### EXTRAIT DU DOCUMENT:
Actifs depuis 1986 et visiblement immunisés contre toute forme de maturité, les Boulonnais sont venus défendre leur nouvel album en date, C'Est Pas À Vous Qu'Ça M’Arriverait sorti le 21 février 2025 sur le label At(h)ome, après 12 ans de silence discographique. Ça se fête ! Et même si le groupe était déjà venu à Toulouse en 2021, il compte bien mettre en place ce soir - comme à son habitude - un set survitaminé en mixant ska, rock, punk et chanson populaire dans un grand carnaval sonore où tout est prétexte à la fête et à la dérision (« Femme Mûre », « Les Neurones À Crêtes », la reprise des Satellites « Le Mouton Kabyle », …). En plus c’est l’anniversaire du bassiste Bouli, donc la bamboche n’en sera que plus folle ! En effet, sur scène, ça saute, ça slame, ça virevolte dans un capharnaüm organisé où chacun semble rivaliser d’énergie pour pousser le délire toujours plus loin entre blagues potaches entre deux morceaux, mini-scènes burlesques improvisées ou déguisements improbables échangés à la volée.
Autant dire que le public, chauffé à blanc dès les premiers titres, entre instantanément dans la danse, se donne à fond dans le pit et répond aux moindres sollicitations du chanteur Mouloud. Visiblement heureux d’être de nouveau sur scène pour présenter son nouvel album, Marcel Et Son Orchestre dévoile ses tous nouveaux morceaux chaudement accueillis par le parterre du Bikini avec une ferveur insolente à l’instar de « Stigmatisez-moi ! », « Quand On Sait Pas Dire Non », « Maudit Karma », « Étron Flotteur », « Autocentré », « V'là L'Dégât ! » ou bien encore « Dans Ma Boudinette crachés ». Les nouvelles compositions passent ô parfaitement le baptême du live et même si certains ont découvert ces morceaux ce soir, ils les ont adoptés ! Ceci étant, entre deux nouveautés, Marcel Et Son Orchestre prend bien soin de glisser quelques classiques indémodables comme « La 7ème Compagnie En Jamaïque », « Médiseuse » ou « 62 Méfie-Te » repris en chœur par les spectateurs, dans une communion joyeusement bordélique (« Comme Un Balai »).
Comme de bien entendu, la mise en scène est fidèle à la légende du groupe, si bien que le Bikini salle devient une immense cour de récréation où l’insouciance et la bêtise assumée sont érigées en art de vivre ! On aura aussi droit à la sortie de Bouli sur un bateau pneumatique propulsé au-dessus du public pour une session de slams épiques sur "Brrr... (Au Début Elle Est Froide)" ! Et petite cerise sur le gâteau : Didier Super reviendra aussi sur les planches avec Marcel Et Son Orchestre pour un featuring totalement foutraque, en totale adéquation avec l’ambiance générale !

### LISTE PRÉSENTÉE:
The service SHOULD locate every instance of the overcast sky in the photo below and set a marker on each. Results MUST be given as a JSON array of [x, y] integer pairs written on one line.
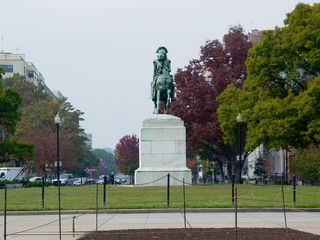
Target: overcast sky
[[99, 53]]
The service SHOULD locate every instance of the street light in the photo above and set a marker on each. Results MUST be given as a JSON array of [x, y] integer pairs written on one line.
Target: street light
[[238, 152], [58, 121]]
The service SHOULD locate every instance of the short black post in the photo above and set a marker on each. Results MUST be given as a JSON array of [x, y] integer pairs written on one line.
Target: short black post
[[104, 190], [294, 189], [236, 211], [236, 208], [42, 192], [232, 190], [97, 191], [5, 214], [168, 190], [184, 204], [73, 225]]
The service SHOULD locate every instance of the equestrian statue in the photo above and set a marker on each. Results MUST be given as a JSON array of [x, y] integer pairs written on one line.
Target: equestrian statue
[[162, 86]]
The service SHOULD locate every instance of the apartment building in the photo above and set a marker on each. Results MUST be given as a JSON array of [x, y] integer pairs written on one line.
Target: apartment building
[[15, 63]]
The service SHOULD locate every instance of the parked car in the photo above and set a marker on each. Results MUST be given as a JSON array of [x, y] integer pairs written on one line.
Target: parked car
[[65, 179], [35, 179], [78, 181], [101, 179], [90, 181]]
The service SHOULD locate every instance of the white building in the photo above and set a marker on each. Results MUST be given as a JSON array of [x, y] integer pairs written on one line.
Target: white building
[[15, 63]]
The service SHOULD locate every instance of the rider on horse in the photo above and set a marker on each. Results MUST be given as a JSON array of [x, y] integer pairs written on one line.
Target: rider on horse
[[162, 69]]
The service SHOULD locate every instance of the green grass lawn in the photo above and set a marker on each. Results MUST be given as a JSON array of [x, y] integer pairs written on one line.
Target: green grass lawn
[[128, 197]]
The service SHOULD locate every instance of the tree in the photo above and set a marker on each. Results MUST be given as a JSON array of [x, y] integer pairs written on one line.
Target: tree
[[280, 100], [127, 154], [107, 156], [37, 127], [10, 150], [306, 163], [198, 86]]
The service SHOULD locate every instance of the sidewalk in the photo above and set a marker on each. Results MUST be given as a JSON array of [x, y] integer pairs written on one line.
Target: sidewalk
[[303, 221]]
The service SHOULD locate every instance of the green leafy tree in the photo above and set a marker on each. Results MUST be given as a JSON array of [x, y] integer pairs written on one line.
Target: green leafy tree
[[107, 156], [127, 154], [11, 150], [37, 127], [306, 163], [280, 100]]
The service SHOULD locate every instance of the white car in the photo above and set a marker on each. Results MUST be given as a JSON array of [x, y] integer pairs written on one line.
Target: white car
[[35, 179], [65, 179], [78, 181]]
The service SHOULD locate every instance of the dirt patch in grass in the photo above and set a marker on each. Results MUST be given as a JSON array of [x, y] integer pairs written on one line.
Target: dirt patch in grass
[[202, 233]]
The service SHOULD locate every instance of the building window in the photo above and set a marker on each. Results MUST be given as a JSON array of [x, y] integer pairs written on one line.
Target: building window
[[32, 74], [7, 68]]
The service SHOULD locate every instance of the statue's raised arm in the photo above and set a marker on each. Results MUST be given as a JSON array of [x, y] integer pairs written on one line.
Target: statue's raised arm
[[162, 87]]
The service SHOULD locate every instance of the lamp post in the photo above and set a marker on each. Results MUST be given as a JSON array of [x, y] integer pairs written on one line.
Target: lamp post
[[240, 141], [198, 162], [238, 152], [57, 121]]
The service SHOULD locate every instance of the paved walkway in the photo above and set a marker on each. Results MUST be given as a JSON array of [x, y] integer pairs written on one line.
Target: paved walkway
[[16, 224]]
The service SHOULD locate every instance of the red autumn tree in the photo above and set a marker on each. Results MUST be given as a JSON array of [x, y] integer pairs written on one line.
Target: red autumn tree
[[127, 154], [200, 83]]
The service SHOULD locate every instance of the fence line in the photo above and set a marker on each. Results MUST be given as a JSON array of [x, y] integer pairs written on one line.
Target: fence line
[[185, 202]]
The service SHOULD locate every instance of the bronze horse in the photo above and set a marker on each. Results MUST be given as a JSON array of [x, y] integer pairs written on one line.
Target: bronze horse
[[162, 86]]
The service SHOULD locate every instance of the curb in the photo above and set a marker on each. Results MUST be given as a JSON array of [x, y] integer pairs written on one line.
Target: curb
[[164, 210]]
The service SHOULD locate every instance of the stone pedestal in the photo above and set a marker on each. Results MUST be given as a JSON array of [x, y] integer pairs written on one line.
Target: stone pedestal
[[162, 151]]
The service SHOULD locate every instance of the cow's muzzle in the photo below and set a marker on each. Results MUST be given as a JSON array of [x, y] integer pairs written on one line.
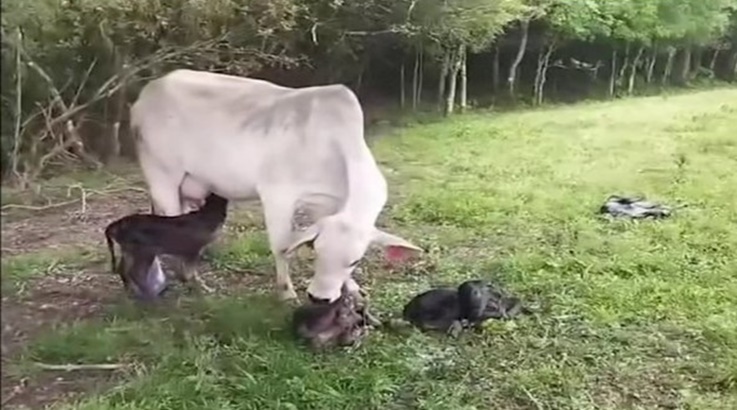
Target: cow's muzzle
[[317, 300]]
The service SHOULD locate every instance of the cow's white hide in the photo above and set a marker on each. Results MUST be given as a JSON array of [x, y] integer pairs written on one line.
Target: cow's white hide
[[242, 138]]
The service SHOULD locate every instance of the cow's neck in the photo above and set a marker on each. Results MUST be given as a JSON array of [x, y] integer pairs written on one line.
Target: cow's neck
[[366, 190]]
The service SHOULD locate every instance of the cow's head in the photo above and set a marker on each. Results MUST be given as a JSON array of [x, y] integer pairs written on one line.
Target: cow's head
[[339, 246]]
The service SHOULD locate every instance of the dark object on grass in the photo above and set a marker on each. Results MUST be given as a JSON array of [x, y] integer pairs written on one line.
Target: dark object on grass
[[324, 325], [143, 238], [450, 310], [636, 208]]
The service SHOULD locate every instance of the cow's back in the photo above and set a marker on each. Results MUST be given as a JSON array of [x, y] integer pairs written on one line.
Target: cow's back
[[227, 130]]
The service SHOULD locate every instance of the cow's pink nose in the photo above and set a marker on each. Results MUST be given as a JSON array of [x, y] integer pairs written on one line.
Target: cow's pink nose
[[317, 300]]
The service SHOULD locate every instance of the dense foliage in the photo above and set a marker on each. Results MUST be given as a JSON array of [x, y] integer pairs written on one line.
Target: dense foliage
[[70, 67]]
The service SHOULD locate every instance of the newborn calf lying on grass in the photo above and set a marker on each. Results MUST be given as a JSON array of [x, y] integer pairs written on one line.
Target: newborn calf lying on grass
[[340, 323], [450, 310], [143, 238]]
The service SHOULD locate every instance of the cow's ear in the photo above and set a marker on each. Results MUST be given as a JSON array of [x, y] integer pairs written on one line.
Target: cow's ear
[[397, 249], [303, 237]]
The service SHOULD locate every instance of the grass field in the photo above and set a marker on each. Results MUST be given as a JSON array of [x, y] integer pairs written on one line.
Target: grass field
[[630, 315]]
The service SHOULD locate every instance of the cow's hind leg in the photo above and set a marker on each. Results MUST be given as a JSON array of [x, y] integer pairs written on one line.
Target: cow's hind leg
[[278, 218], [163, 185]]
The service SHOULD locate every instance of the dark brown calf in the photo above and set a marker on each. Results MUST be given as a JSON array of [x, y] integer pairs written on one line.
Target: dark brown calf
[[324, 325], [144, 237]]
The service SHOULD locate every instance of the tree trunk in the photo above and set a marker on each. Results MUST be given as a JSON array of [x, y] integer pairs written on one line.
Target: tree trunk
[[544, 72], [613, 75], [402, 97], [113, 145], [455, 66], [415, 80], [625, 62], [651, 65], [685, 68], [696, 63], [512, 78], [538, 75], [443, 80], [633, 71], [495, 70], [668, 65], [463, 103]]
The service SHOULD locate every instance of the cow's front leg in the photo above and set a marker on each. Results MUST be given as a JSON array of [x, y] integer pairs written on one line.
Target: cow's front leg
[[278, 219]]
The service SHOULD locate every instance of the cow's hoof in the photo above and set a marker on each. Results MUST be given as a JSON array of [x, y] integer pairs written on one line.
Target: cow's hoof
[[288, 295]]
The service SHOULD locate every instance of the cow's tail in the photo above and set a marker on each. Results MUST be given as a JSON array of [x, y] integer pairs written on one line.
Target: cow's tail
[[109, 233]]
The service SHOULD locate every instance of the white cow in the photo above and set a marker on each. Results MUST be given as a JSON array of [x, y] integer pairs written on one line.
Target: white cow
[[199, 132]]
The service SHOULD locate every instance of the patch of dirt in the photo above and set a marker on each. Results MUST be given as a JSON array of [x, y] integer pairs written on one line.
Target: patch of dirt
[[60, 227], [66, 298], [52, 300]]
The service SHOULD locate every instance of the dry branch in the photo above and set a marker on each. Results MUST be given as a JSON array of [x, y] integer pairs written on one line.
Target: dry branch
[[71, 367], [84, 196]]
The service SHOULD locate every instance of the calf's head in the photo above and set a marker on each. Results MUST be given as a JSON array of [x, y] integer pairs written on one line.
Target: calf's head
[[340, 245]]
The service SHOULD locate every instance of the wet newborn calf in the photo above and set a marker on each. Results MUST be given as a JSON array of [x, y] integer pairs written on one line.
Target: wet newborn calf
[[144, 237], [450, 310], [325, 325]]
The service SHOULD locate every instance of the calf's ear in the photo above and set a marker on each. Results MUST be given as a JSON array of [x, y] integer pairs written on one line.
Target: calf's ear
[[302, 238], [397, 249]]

### À COMPLÉTER:
(a) Reproduisez fidèlement le passage de la chronique du concert qui s'ouvre sur les mots contenant « Comme de bien » et se ferme sur « l’ambiance générale ! ».
(b) Poursuivez la chronique du concert de Marcel Et Son Orchestre au Bikini à partir de sa dernière phrase.

### CORRIGÉ DES EXERCICES:
(a)
Comme de bien entendu, la mise en scène est fidèle à la légende du groupe, si bien que le Bikini salle devient une immense cour de récréation où l’insouciance et la bêtise assumée sont érigées en art de vivre ! On aura aussi droit à la sortie de Bouli sur un bateau pneumatique propulsé au-dessus du public pour une session de slams épiques sur "Brrr... (Au Début Elle Est Froide)" ! Et petite cerise sur le gâteau : Didier Super reviendra aussi sur les planches avec Marcel Et Son Orchestre pour un featuring totalement foutraque, en totale adéquation avec l’ambiance générale !

(b)
Cependant, derrière le côté volontairement déjanté des Boulonnais, la machine Marcel Et Son Orchestre tourne à plein régime et est sacrément bien huilée. Ainsi, derrière le chanteur Mouloud qui focalise toutes les attentions, le groupe fait montre d’un savoir-faire solide. À ce titre, la section basse / batterie composée de Bouli et Bistek n’est jamais prise en défaut et permet aux autres musiciens de mettre en place de bonnes mélodies et d’habiller les titres avec des cuivres ou des gimmicks de gratte bien ficelés (le classique « Où Sont Passées Mes Pantoufles ? », « Les Vaches »).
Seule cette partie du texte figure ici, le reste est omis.